> [TEXTE FOURNI]:

■ ■ ■ ■ ■

Le programme 109, « Aide à l’accès au logement », porte la très grande majorité des crédits de la mission, soit 13,9 milliards d’euros pour 2024, mais il s’agit d’une dépense de guichet, à l’instar des aides au logement.
Sous le contrôle de M. le rapporteur général, je dirai que les aides au logement sont à peu près le poste de dépenses, dans l’ensemble du budget général, où des économies significatives ont été réalisées depuis 2017, puisque les dépenses ont diminué de 18,1 % en euros constants. Toutefois, cela résulte non pas de réformes structurelles des dépenses de l’État, mais de mesures de restriction budgétaire, dont le coût est supporté par les bénéficiaires – leurs prestations ont été réduites – et par les bailleurs sociaux, qui prennent à leur charge la réduction de loyer de solidarité.
Quant au programme 135, « Urbanisme, territoires et amélioration de l’habitat », il porte le cœur de la politique du logement du Gouvernement et illustre ses insuffisances. Les crédits prévus pour 2024 sont de 1,539 milliards d’euros, soit quasiment le double de ceux qui ont été ouverts par la loi de finances initiale pour 2023, principalement en raison du triplement de la subvention versée à l’Agence nationale de l’habitat (Anah), pour la rénovation énergétique du parc de logements privés.
Je ne puis qu’approuver l’accent mis sur la rénovation des logements : la tâche est évidemment immense, car en France ce parc compte 30 millions de logements. Toutefois ces crédits ont un effet d’affichage : les objectifs de MaPrimeRénov’ ne sont toujours pas atteints, les crédits ouverts n’étant que partiellement utilisés. Surtout, la politique du logement ne peut se limiter à la rénovation.
Non seulement le Gouvernement n’a pas de politique du logement, mais il n’est pas à la hauteur des enjeux soulevés par cette question.
J’identifie au moins trois domaines qui illustrent sa mauvaise compréhension des enjeux, laquelle confine à l’idéologie. Nous vous interrogerons d’ailleurs à ce sujet, monsieur le ministre.

■ ■ ■ ■ ■

> [DONNÉES AFFICHÉES]:

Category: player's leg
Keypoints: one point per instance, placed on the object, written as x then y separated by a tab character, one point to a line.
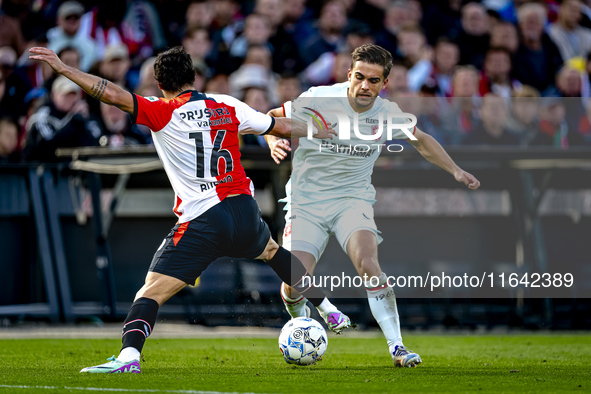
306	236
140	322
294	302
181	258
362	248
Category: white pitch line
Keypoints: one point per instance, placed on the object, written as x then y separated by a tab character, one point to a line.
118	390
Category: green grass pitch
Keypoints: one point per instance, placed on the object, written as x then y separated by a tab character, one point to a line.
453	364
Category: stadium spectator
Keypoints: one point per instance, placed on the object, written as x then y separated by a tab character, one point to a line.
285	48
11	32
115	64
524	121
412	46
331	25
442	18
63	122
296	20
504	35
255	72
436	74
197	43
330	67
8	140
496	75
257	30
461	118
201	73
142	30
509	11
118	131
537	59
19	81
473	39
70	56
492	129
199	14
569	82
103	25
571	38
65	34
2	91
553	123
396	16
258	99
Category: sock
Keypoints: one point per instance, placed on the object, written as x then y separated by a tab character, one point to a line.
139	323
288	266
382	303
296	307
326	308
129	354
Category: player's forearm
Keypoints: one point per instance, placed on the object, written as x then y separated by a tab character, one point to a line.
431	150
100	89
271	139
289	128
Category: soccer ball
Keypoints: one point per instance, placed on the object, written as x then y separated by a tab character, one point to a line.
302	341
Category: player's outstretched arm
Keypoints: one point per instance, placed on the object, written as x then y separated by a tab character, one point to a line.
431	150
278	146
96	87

■ ■ ■ ■ ■

> [TRAVAIL À FAIRE]: Poursuivez le texte fourni sur les crédits de la politique du logement à partir de sa dernière phrase.

> [VOTRE RÉPONSE]:
Les mesures proposées dans ce projet de loi de finances témoignent bien de votre volonté de favoriser la location plutôt que la propriété individuelle. Je le dis, ce gouvernement a un problème avec la propriété, tout comme il a un problème avec le logement pavillonnaire !
Le logement abordable n’est favorisé que dans le cadre de la location. Or les Français sont, à juste titre, attachés au modèle du propriétaire occupant, surtout lorsqu’ils ont des revenus modestes, car il s’agit d’une sécurité pour l’avenir. C’est, je crois, l’un des enseignements à retenir des votes du Sénat au cours de l’examen de la première partie de ce projet de loi de finances.
Monsieur le ministre, je vous suggère de faciliter la mobilité du logement pour tous, y compris pour les propriétaires. Je vous invite également à travailler sur la fiscalité de l’acquisition des biens immobiliers. Elle représente une part bien trop importante des prélèvements relatifs au logement, puisqu’elle s’élève à plus de 40 milliards d’euros, selon mes discussions avec le Conseil des prélèvements obligatoires (CPO).
Vous avez aussi un problème avec logement neuf, que vous combattez. Mme Wargon l’avait affirmé publiquement ; vous le prouvez au travers des mesures que vous adoptez.
Or la société a changé, les familles se séparent et la population vieillit. Nous avons toujours besoin de construire de nouveaux logements, et la rénovation ne suffira pas. La lutte contre l’artificialisation des sols ne doit pas être un prétexte pour figer le parc immobilier, dont la taille n’est pas adaptée aux enjeux.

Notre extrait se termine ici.